(Beginning of PROVIDED DATA)

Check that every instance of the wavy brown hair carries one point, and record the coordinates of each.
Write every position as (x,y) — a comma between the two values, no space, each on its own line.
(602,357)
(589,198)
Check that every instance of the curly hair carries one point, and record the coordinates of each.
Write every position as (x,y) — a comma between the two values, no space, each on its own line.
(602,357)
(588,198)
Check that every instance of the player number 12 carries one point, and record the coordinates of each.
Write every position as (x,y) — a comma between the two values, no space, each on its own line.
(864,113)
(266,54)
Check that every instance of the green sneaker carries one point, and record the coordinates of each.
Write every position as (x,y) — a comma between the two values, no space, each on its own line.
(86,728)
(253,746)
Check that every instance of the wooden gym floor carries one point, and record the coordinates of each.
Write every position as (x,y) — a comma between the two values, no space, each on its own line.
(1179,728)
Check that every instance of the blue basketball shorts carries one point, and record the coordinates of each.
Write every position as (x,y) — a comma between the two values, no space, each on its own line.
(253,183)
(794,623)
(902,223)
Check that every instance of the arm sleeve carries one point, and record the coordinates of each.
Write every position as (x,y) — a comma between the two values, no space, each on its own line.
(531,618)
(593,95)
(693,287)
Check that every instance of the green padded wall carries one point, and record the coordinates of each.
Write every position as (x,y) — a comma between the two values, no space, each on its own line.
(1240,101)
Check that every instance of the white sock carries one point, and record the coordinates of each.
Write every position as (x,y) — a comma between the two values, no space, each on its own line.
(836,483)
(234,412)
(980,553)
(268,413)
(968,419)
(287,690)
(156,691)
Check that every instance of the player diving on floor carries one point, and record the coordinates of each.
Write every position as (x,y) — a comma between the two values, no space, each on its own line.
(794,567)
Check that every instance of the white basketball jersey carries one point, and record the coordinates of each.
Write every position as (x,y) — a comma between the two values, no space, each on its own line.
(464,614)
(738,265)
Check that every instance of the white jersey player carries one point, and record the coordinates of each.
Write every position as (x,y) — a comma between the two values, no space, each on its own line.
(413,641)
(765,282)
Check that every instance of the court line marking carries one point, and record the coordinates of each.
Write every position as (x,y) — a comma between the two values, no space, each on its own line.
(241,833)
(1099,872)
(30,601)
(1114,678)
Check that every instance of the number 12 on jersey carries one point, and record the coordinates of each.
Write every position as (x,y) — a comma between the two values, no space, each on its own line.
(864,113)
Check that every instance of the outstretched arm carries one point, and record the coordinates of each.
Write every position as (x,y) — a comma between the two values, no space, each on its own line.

(End of PROVIDED DATA)

§ **EXERCISE DESCRIPTION**:
What is needed is a word-for-word restatement of all the data.

§ **YOUR SOLUTION**:
Check that every instance of the wavy brown hair carries one point, and record the coordinates of each.
Write every position as (x,y) — a comma between the two values, no space, each on its own line.
(602,357)
(589,198)
Check that every instance of the curly hair carries one point, and record the coordinates of each.
Write every position as (x,y) — a comma between the two values, no space, each on its own line.
(602,357)
(588,198)
Check that every instance of the player number 12 carries one point, and record the coordinates of each.
Write every position as (x,y) — a comma between the two values, no space, each on its own line.
(864,113)
(266,54)
Check that every instance of the green sneaker carries one point, and record the coordinates of each.
Write every position as (x,y) — a comma between the two values, no space, each on its own line.
(86,728)
(253,746)
Check that every instance of the wooden gym floor carries one point, and record the coordinates of each.
Write every position as (x,y) — a comma between the two values, no space, each on its own line.
(1179,728)
Check that every instance of the blue basketball shorts carries one point, and record the coordinates of each.
Write every position as (x,y) — a comma between the two values, no space, each on its own line.
(253,183)
(794,623)
(902,223)
Check that every instance of the arm sleeve carries one point, and record the coordinates of each.
Write every position as (x,y) — a comma between the two values, no space, each on its own line.
(531,618)
(593,95)
(693,287)
Check that every instance of the green padded wall carries one point, and record the coordinates of each.
Write every position as (x,y) — a comma between the two values, no space, each on its own line.
(1240,101)
Check that every instance of the white sock carries one point, and record the coordinates of each.
Write every position as (x,y) — a comma between the two values, no space, each on its own line.
(836,483)
(234,412)
(980,553)
(268,413)
(968,419)
(287,690)
(156,691)
Check that every instance of the player diving on floor carries one point, and record the coordinates of each.
Write every position as (x,y) — a comma between the two values, no space, each on its own line.
(794,567)
Check that every instance of the white basketball jersey carries one point, and record the coordinates of each.
Write every position as (x,y) — a comma between the two values, no space, each on its own line.
(464,614)
(738,265)
Check that every instance of the white jersey player carries one point, and record the coordinates of each.
Write every position as (x,y) — a comma between the two values, no space, each on its own line.
(413,641)
(765,282)
Check that every instance of the court line marking carries one point, and record the coordinates of each.
Write every position as (x,y) — a comma between the two values, no space, each on its own line.
(241,833)
(1099,872)
(30,601)
(1114,678)
Check that every instance of the number 12 on jersey carries one point, and record the coordinates of each.
Write every position as (x,y) — a comma between the two values, no space, each on its own line.
(864,113)
Check that every instance of the outstretched arm carries one point, and record the coordinates of each.
Write every position as (x,y) — a comma between the two values, no space, each on its own line.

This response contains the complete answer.